> _Extract provided_:
------------------------------------
# Osama Bin Laden =Soical Anxiety: What do you think?



## straightarrows (Jun 18, 2010)

waned to post this before, and found this to be interesting (and stange)

They say that he was a Quite, Shy kid who barley Talk to others, no one saw him laughing, just smiling



















1984








he father passed away when he was 9 years and he got +300 million US$, I"m always woundering what makes someone like him leave all this $$$$ and fight in the mountains?:um


, BTW< his Fasther (and later his brother) was killed in a plane crash!


----------



## straightarrows (Jun 18, 2010)

I"ll say Yes ...


----------



## Choa (Feb 5, 2013)

straightarrows said:


> waned to post this before, and found this to be interesting (and stange)
> 
> They say that he was a Quite, Shy kid who barley Talk to others, no one saw him laughing, just smiling
> 
> ...


I'm an ex-Muslim Atheist now, but I used to be VERY, VERY, VERY religious. Do you know why? it's because I was too shy to make friends and I found love and peace in befriending God, if that makes sense.

So yeah why not. Maybe he was an SA sufferer.


----------



## straightarrows (Jun 18, 2010)

Hadron said:


> People with social anxiety can't be leaders.


 may be he ahs changed later, who knows! off-topic: Happy Birthday lol 


Choa said:


> I'm an ex-Muslim Atheist now, but I used to be VERY, VERY, VERY religious. Do you know why? it's because I was too shy to make friends and I found love and peace in befriending God, if that makes sense.
> 
> So yeah why not. Maybe he was an SA sufferer.


I disagree in this, he had friends and he used to play football


----------



## Choa (Feb 5, 2013)

^ Oh I see *thinking*


----------



## FireIsTheCleanser (Aug 16, 2011)

Oh... I thought you were going to make a joke about how Osama Bin Laden had SA because he was always hiding from people.


----------



## Brasilia (Aug 23, 2012)

notice how none of the girls needed to cover their heads back in those days...



straightarrows said:


>


nowadays they just have swag:










let them be free!!!!

+ I don't know whether he had SAD or not.


----------



## Zeppelin (Jan 23, 2012)

That woul explain why he lived in a cave and locked himself in his house in Pakistan for all these years......


Lol, I honestly don't think he did, but I don't feel bad for him and I'm glad that he's dead.


----------



## Cletis (Oct 10, 2011)

He may have been shy and quiet but he definetly did NOT have SAD. He gave lots of speeches, taught lots of people, was a leader of his group. 

I would have loved to see the look on his face when SEAL Team 6 kicked in his door. :yes


----------



## WinterDave (Dec 5, 2003)

I doubt it.He had five or six wives, between 20-26 kids, gave speeches and interviews, led terrorist groups etc.


----------



## Paper Samurai (Oct 1, 2009)

Cletis said:


> He may have been shy and quiet but he definetly did NOT have SAD. He gave lots of speeches, taught lots of people, was a leader of his group.
> 
> *I would have loved to see the look on his face when SEAL Team 6 kicked in his door. *:yes


As soon as those SWAT mofo's came in, he had a panic attack and had to take some beta-blockers and vallium. :b If only they knew he had SA all along.


----------



## toutenkarthon (May 14, 2012)

I don't know, maybe he was maybe he wasn't. I don't think it's important anyways. His SA (if he had it) wasn't the reason he did what he did.


----------



## PickleNose (Jul 11, 2009)

I'll tell you what I think. I think those of us who would prefer not to be stereotyped as crazed killers in the world we're living in could do without this kind of speculation.


----------
------------------------------------
> _Listing_:

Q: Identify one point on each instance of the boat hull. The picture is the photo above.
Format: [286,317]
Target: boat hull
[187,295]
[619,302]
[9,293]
------------------------------------
> _What you need to do_:
[1] Please list each thing WinterDave's post in the thread on Osama Bin Laden and social anxiety cites about him.
[2] According to the first post in the thread on Osama Bin Laden and social anxiety, how old was he when his father passed away?

> _Outputs in order_:
[1]
- Five or six wives
- Between 20-26 kids
- Gave speeches and interviews
- Led terrorist groups

[2] He was 9 years old.